Chi ci è già passato non intende ripetere l’esperienza, nemmeno in forma “addolcita”.

Ma da quanto ha detto von der Leyen anche altri “strumenti” di finanziamento comunitari avranno una logica generale simile. Forse meno esplicitamente strozzina, ma altrettanto “dirigenziale” sui singoli Paesi.

Da ultimo, va sottolineato che questo “fondo per la ripresa” sarà semplicemente il bilancio dell’Unione Europea, ben al di sotto della dotazione necessaria per realizzare gli obbiettivi illustrati da von der Leyen. Il differenziale, infatti, verrà coperto con “garanzie” dei singoli Stati. Insomma: non si spende un euro più di quel che già c’è. Come se questa crisi fosse un “normale turbamento transitorio”.

L’unico margine di manovra ampio resta dunque in mano alla Bce. Che però può soltanto “stampare denaro” e iniettarlo nei mercati finanziari (alleggerendo, nel passaggio, lo spread sui titoli di Stato dei Paesi più esposti alla speculazione). Ma dopo oltre 10 anni dovrebbe esser chiaro che la sola politica monetaria non basta a rimettere in moto l’economia reale. Nemmeno dopo una crisi molto meno grave di questa.

Non a caso il presidente della Federal Reserbe Usa, Jerome Powell, si rifiuta esplicitamente di seguire la via dei “tassi negativi” (inaugurata da Mario Draghi e proseguita da Christine Lagarde), che pure Trump gli va chiedendo. Al contrario, suggerisce lui al Presidente di aumentare molto di più la spesa pubblica per investimenti e in difesa dei redditi.

Continente che vai, risposta che trovi. Certo, quella della Ue, è la più ottusa in campo.

★ ★ ★

* **Serie di esercizi**
- 1) Trascriva fedelmente il passo del testo sul fondo per la ripresa compreso tra "Chi ci è già" e "sui singoli Paesi.", estremi inclusi.
- 2) Nel testo sul fondo per la ripresa, con che cosa verrà coperto il differenziale rispetto alla dotazione necessaria?

★ ★ ★

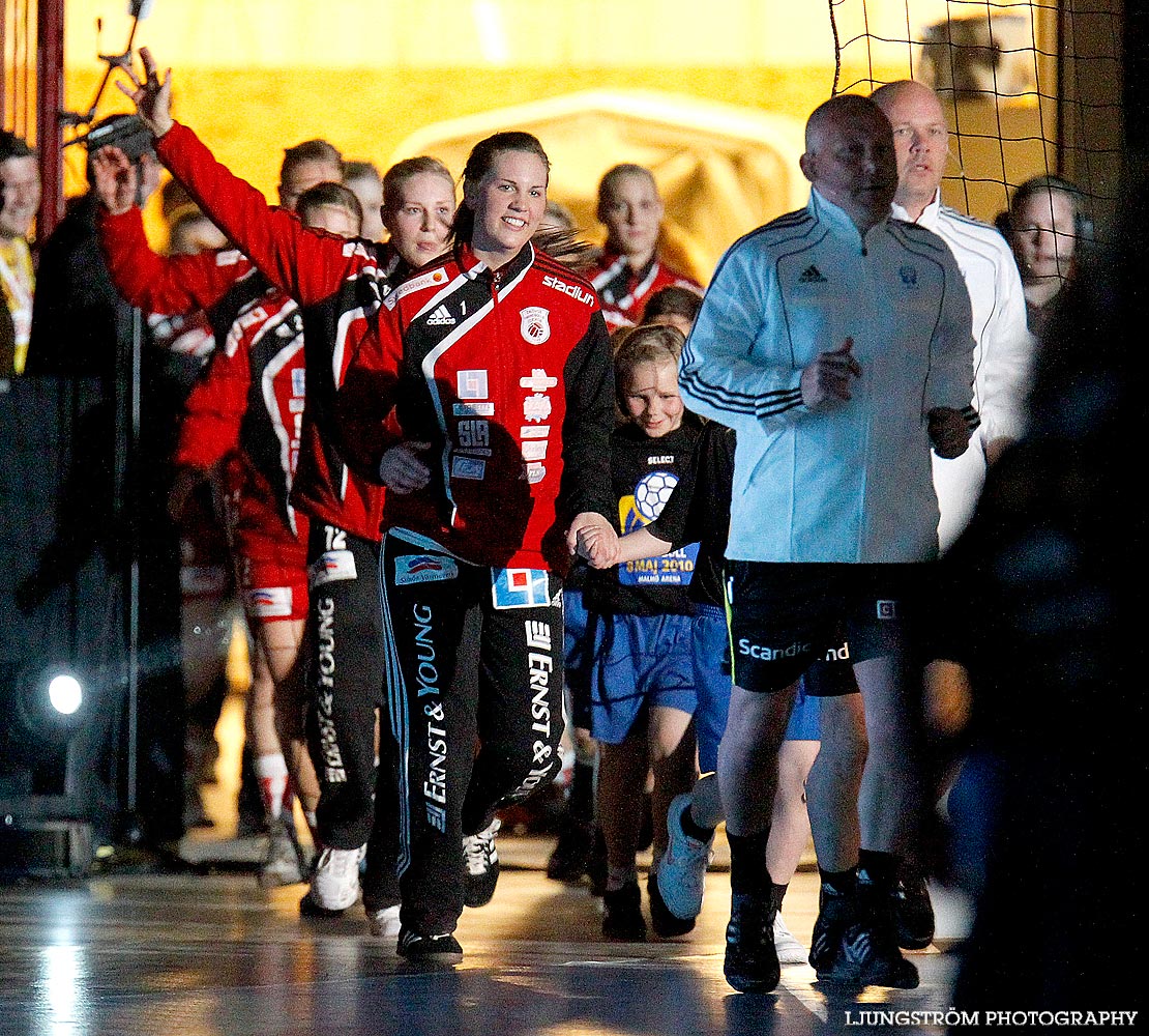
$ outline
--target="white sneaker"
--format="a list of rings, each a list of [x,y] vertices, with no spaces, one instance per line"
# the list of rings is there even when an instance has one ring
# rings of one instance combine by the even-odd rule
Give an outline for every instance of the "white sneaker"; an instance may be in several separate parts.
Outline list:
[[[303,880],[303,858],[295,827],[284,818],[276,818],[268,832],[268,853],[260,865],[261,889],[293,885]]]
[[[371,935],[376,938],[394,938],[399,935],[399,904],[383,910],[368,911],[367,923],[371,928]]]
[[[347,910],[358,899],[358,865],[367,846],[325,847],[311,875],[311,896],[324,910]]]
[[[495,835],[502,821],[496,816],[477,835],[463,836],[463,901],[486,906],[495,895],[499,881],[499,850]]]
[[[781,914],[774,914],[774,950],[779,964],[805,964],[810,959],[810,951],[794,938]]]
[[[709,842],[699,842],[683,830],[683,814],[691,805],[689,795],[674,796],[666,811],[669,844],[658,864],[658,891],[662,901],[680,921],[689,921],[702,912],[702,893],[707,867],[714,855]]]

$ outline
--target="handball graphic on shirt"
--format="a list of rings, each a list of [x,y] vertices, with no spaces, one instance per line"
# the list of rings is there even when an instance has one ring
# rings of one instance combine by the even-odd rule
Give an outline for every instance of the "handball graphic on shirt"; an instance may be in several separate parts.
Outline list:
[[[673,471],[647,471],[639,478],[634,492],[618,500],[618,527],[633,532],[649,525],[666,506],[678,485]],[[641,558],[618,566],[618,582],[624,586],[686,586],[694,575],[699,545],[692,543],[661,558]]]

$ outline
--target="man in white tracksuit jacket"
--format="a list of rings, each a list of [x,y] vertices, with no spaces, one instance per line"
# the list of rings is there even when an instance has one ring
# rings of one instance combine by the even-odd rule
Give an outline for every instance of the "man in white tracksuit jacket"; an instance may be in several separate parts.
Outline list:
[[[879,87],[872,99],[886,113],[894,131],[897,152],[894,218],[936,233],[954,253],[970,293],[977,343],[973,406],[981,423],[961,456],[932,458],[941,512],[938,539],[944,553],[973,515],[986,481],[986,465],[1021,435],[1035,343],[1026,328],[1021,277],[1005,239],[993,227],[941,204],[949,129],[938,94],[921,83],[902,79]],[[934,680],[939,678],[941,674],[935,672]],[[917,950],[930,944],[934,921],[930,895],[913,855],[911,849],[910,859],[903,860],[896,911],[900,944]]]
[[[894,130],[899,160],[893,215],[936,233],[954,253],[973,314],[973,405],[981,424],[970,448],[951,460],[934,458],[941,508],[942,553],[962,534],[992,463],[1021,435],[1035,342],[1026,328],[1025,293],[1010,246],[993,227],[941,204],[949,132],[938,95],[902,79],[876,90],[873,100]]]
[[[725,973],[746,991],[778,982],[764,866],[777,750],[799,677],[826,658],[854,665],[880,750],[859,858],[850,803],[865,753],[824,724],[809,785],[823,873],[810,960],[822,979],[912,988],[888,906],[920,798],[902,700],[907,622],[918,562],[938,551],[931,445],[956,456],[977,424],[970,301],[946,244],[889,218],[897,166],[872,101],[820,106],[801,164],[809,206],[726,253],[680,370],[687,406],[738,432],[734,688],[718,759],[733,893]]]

★ ★ ★

* **Esercizi svolti**
- 1)
Chi ci è già passato non intende ripetere l’esperienza, nemmeno in forma “addolcita”.

Ma da quanto ha detto von der Leyen anche altri “strumenti” di finanziamento comunitari avranno una logica generale simile. Forse meno esplicitamente strozzina, ma altrettanto “dirigenziale” sui singoli Paesi.

- 2) Con "garanzie" dei singoli Stati.